INSTRUCTIONS FOR THE TASK
Please retype the records below from the line containing "Review step: verify that every instance of the street" through the end of the records, reproducing each line character for character.

RECORDS TO USE
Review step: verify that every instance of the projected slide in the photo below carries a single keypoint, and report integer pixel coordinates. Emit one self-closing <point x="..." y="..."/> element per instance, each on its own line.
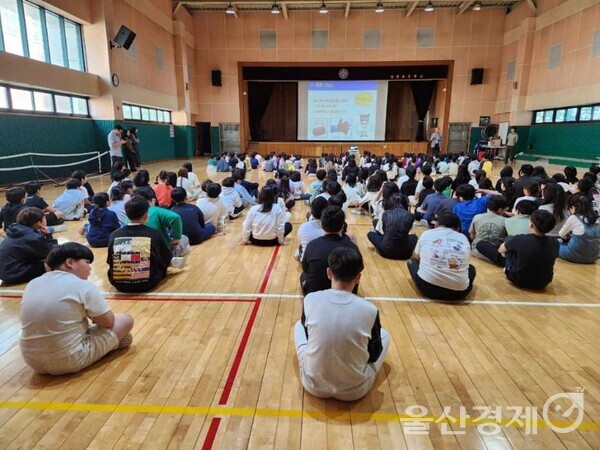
<point x="342" y="110"/>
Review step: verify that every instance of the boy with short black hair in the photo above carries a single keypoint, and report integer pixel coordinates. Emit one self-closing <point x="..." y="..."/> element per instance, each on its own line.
<point x="339" y="340"/>
<point x="528" y="259"/>
<point x="191" y="217"/>
<point x="8" y="214"/>
<point x="34" y="200"/>
<point x="56" y="311"/>
<point x="138" y="256"/>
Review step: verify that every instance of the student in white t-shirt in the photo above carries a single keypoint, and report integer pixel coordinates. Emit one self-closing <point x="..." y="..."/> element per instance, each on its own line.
<point x="67" y="324"/>
<point x="440" y="264"/>
<point x="339" y="340"/>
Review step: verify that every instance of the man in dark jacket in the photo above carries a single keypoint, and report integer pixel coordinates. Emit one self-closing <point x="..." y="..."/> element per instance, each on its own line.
<point x="23" y="251"/>
<point x="395" y="242"/>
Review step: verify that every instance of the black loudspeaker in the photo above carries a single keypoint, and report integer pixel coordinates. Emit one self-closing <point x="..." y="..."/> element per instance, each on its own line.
<point x="477" y="76"/>
<point x="124" y="37"/>
<point x="216" y="77"/>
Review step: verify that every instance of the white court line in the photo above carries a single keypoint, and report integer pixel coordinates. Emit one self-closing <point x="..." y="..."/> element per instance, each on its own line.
<point x="377" y="299"/>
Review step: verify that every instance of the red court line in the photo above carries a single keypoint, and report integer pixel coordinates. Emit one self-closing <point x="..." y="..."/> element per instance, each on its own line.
<point x="216" y="421"/>
<point x="212" y="433"/>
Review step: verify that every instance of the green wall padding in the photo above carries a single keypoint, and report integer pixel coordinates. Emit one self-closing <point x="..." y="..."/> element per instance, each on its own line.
<point x="185" y="142"/>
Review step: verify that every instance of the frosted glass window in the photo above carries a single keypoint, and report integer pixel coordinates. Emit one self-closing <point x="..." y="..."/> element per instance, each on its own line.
<point x="63" y="104"/>
<point x="585" y="114"/>
<point x="57" y="55"/>
<point x="11" y="27"/>
<point x="21" y="99"/>
<point x="80" y="106"/>
<point x="571" y="114"/>
<point x="43" y="102"/>
<point x="73" y="46"/>
<point x="35" y="38"/>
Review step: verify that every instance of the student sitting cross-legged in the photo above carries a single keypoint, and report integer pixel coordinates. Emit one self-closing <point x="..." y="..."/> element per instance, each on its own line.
<point x="265" y="223"/>
<point x="528" y="259"/>
<point x="67" y="324"/>
<point x="440" y="265"/>
<point x="191" y="217"/>
<point x="138" y="256"/>
<point x="339" y="341"/>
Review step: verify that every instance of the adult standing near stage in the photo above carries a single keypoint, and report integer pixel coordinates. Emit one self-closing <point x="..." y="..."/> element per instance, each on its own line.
<point x="511" y="140"/>
<point x="135" y="141"/>
<point x="114" y="145"/>
<point x="436" y="140"/>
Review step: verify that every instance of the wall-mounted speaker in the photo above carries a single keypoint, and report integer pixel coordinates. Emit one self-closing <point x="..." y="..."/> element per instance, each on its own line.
<point x="215" y="76"/>
<point x="477" y="76"/>
<point x="124" y="37"/>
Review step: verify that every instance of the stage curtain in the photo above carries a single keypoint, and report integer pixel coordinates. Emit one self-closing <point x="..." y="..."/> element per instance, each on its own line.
<point x="422" y="93"/>
<point x="273" y="110"/>
<point x="401" y="116"/>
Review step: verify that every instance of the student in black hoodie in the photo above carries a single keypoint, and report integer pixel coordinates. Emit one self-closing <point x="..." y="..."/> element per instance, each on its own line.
<point x="138" y="256"/>
<point x="23" y="251"/>
<point x="8" y="213"/>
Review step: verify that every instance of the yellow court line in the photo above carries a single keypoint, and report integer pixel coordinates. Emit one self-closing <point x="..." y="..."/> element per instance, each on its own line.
<point x="284" y="413"/>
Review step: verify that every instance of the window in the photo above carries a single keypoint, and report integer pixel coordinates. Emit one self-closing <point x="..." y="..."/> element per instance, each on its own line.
<point x="21" y="99"/>
<point x="35" y="39"/>
<point x="80" y="106"/>
<point x="3" y="97"/>
<point x="63" y="104"/>
<point x="539" y="117"/>
<point x="146" y="114"/>
<point x="127" y="112"/>
<point x="57" y="53"/>
<point x="43" y="101"/>
<point x="31" y="31"/>
<point x="585" y="114"/>
<point x="11" y="27"/>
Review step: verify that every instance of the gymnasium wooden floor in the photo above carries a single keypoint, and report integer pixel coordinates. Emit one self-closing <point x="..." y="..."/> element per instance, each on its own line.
<point x="213" y="363"/>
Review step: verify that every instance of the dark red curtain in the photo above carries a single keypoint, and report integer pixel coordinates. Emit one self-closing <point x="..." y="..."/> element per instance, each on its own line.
<point x="422" y="93"/>
<point x="401" y="117"/>
<point x="273" y="110"/>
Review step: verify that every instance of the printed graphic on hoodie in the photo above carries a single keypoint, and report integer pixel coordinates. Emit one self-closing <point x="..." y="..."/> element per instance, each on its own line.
<point x="131" y="258"/>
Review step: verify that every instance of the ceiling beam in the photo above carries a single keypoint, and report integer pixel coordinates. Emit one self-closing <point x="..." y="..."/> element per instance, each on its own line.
<point x="531" y="4"/>
<point x="465" y="6"/>
<point x="412" y="8"/>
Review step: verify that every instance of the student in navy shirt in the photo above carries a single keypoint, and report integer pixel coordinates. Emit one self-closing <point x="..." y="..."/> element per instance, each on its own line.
<point x="102" y="222"/>
<point x="192" y="218"/>
<point x="470" y="206"/>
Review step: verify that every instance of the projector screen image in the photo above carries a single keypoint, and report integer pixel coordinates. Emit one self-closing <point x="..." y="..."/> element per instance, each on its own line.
<point x="342" y="110"/>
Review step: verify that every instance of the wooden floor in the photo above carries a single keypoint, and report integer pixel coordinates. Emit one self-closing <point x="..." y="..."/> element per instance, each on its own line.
<point x="213" y="363"/>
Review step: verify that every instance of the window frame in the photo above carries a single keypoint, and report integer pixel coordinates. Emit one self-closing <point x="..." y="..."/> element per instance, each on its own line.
<point x="566" y="109"/>
<point x="45" y="37"/>
<point x="53" y="94"/>
<point x="166" y="114"/>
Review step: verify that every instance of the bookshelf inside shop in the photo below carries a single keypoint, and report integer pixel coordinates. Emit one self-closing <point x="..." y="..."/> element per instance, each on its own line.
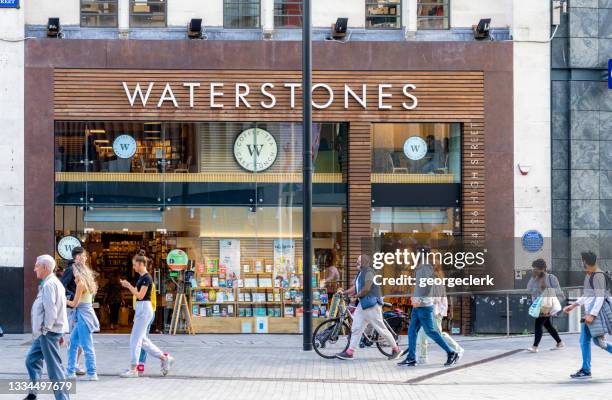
<point x="223" y="301"/>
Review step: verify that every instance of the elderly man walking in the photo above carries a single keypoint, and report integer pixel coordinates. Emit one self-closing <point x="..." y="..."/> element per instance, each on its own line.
<point x="49" y="323"/>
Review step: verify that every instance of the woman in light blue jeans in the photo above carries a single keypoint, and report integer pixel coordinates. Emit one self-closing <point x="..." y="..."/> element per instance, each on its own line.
<point x="144" y="315"/>
<point x="84" y="322"/>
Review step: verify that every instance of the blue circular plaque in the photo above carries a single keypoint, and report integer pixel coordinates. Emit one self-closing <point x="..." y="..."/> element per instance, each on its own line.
<point x="533" y="241"/>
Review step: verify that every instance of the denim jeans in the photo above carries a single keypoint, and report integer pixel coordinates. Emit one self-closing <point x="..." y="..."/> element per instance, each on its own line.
<point x="139" y="339"/>
<point x="422" y="317"/>
<point x="81" y="337"/>
<point x="46" y="348"/>
<point x="143" y="353"/>
<point x="585" y="347"/>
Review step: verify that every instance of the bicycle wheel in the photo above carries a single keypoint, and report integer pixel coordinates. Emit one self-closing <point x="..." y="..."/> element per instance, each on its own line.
<point x="386" y="348"/>
<point x="331" y="338"/>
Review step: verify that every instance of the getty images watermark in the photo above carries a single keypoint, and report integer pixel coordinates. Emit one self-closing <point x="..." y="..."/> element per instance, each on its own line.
<point x="408" y="260"/>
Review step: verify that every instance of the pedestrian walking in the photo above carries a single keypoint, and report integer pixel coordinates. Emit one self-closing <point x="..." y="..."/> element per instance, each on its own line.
<point x="440" y="310"/>
<point x="84" y="323"/>
<point x="368" y="311"/>
<point x="142" y="359"/>
<point x="49" y="323"/>
<point x="539" y="285"/>
<point x="144" y="314"/>
<point x="597" y="304"/>
<point x="422" y="314"/>
<point x="78" y="255"/>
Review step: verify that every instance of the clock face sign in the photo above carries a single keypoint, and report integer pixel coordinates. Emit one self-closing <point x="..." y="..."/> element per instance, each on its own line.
<point x="124" y="146"/>
<point x="65" y="246"/>
<point x="255" y="150"/>
<point x="415" y="148"/>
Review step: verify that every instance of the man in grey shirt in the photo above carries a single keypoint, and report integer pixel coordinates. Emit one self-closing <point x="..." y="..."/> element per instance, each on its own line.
<point x="422" y="314"/>
<point x="49" y="323"/>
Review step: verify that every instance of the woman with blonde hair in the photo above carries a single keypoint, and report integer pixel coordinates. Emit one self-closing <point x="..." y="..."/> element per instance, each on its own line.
<point x="144" y="314"/>
<point x="84" y="321"/>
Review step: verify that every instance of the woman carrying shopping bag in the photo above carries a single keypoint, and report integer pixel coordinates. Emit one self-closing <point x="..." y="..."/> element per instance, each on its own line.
<point x="84" y="321"/>
<point x="139" y="338"/>
<point x="545" y="293"/>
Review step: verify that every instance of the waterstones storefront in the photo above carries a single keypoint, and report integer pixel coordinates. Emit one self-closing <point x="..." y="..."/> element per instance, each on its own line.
<point x="197" y="146"/>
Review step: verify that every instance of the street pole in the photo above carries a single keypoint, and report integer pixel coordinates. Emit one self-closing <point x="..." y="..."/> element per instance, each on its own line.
<point x="307" y="179"/>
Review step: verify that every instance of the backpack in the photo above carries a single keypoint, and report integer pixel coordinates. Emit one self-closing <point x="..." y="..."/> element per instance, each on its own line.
<point x="607" y="277"/>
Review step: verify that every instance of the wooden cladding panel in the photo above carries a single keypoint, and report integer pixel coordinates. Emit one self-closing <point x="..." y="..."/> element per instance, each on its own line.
<point x="99" y="94"/>
<point x="359" y="190"/>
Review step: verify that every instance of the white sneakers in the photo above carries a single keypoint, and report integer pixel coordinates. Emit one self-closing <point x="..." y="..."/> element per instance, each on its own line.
<point x="130" y="373"/>
<point x="167" y="364"/>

COMPLETE ANSWER
Review step: verify that every instance of the street pole in the photo above carries a single keypoint, and report integer pixel coordinates. Emit one self-closing <point x="..." y="..."/> element per instance, each on its own line.
<point x="307" y="179"/>
Review step: verify that every instance of the backpack in the photo above carries a single keypoint, and report integer pixel coordinates. Emit one self-closing <point x="..." y="..."/> element per instance, each on its own line.
<point x="607" y="277"/>
Review step: verify that every instance of the wooden cladding panel in the photo above carries a single keypoint, and report integer pixel coordinates. Emit one self-closing <point x="..." y="..."/> element per instance, each on its own line.
<point x="99" y="94"/>
<point x="359" y="190"/>
Review step: verify that every instance of the white sneakers in the photo above carries a single keypoint, and report integer pixel coordinates. Emit one self-closing <point x="..." y="..."/> element per instance, each on its own line.
<point x="130" y="373"/>
<point x="167" y="364"/>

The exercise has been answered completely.